GIVEN REQUEST 1 >>
Count the lines of the listing below that contain the string "wing", and reply with that number alone.

PROVIDED TEXT >>
Badwater Basin is the area that contains the lowest elevation point in North America at 282 feet below sea level. Do not forget to snap a photo of the mountain behind you that shows the actual point of sea level, which will give you a good idea of how low you are. Badwater Basin is a salt flat, and displays a huge expanse of pure table salt! There is flooding at Badwater Basin often, however it usually doesn’t last very long as the scorching temperatures evaporate the standing water into a thicker layer of salt every time.
We stop at the Furnace Creek Visitor center and Borax Museum, where our adventurers enjoy lunch and refreshments as well as exploring the sites and purchasing gifts to commemorate their trip. The Visitor center is an oasis in the desert, with a full restaurant and bar, in addition to many cool areas to relax and take in the sites. Take your picture in front of the sign which contains the world-record temperature record of 134 degrees, and which shows the current temperature. The Borax Museum tells the story of the Pacific Borax Company, who mined the Borax that cleans many people’s clothes today. Borax is an element that is used in laundry detergent, as well as other uses. The famous “20 mule team” that hauled the Borax from the area after it was mined is commemorated even today on “20 Mule Team Borax laundry detergent.” Don’t forget to explore behind the museum, where examples of the machinery used in the process sit dormant today.

GIVEN REQUEST 2 >>
According to the Badwater Basin text above, how far below sea level is the lowest elevation point in North America?

MATERIAL FOR THIS EXERCISE >>
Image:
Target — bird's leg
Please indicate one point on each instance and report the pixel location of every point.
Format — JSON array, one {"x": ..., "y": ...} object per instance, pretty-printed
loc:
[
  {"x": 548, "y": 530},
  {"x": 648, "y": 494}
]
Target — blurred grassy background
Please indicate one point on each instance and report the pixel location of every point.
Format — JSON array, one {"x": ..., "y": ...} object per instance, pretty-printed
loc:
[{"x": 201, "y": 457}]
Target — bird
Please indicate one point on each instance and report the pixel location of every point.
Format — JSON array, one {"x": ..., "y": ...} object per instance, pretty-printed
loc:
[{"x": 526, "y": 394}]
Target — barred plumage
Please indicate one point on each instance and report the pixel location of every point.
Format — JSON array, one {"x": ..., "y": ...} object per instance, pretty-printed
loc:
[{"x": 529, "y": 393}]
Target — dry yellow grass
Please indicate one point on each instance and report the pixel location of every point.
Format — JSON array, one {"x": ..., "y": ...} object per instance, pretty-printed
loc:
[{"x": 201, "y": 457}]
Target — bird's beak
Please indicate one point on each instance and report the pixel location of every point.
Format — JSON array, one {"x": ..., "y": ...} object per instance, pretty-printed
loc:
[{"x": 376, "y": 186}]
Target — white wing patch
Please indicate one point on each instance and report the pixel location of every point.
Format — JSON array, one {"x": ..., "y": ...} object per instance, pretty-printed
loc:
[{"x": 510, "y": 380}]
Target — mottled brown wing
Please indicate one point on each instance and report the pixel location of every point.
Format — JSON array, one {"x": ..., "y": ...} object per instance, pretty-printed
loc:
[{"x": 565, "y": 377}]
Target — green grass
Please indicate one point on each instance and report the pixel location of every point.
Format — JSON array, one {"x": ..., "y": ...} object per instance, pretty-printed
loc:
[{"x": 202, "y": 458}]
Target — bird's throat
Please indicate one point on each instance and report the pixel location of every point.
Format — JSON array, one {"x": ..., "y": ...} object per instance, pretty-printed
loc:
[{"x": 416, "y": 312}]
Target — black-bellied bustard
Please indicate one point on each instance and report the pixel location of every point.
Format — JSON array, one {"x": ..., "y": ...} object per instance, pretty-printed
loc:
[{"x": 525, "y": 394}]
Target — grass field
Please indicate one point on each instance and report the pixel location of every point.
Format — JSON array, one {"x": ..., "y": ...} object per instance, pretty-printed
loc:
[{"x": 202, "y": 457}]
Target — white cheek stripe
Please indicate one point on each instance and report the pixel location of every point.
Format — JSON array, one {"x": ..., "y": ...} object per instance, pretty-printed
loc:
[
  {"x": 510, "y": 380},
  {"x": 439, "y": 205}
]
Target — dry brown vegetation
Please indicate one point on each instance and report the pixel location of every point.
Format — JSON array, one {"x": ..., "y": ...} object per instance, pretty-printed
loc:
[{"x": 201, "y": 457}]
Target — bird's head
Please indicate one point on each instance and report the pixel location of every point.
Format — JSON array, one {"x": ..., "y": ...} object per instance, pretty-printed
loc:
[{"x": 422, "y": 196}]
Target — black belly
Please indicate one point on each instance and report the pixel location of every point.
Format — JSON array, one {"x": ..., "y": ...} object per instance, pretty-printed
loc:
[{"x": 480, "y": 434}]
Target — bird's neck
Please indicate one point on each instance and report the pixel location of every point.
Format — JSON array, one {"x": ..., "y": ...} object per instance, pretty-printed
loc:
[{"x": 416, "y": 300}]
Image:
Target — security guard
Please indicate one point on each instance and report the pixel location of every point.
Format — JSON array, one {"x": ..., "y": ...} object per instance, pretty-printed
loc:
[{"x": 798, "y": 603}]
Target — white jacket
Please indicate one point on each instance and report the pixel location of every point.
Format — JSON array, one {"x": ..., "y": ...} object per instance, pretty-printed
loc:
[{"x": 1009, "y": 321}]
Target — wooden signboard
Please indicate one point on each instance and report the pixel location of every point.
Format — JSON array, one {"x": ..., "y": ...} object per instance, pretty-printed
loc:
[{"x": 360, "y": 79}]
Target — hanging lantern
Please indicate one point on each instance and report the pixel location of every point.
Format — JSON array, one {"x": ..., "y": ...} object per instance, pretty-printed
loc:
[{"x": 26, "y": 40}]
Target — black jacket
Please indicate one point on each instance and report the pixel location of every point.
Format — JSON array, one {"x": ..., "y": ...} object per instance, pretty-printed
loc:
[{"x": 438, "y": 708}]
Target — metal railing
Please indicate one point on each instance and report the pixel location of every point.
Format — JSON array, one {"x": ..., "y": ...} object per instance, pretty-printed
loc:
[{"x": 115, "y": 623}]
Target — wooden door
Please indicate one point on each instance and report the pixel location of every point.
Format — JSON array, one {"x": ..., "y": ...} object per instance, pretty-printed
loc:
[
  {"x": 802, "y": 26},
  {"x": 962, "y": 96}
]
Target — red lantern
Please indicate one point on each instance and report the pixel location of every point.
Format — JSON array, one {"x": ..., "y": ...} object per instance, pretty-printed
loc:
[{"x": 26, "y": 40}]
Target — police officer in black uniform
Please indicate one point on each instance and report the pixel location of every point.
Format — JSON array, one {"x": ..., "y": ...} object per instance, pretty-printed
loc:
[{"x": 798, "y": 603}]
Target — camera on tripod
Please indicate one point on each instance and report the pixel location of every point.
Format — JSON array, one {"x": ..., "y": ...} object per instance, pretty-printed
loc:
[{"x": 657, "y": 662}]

SOLUTION 1 >>
2

SOLUTION 2 >>
It is 282 feet below sea level.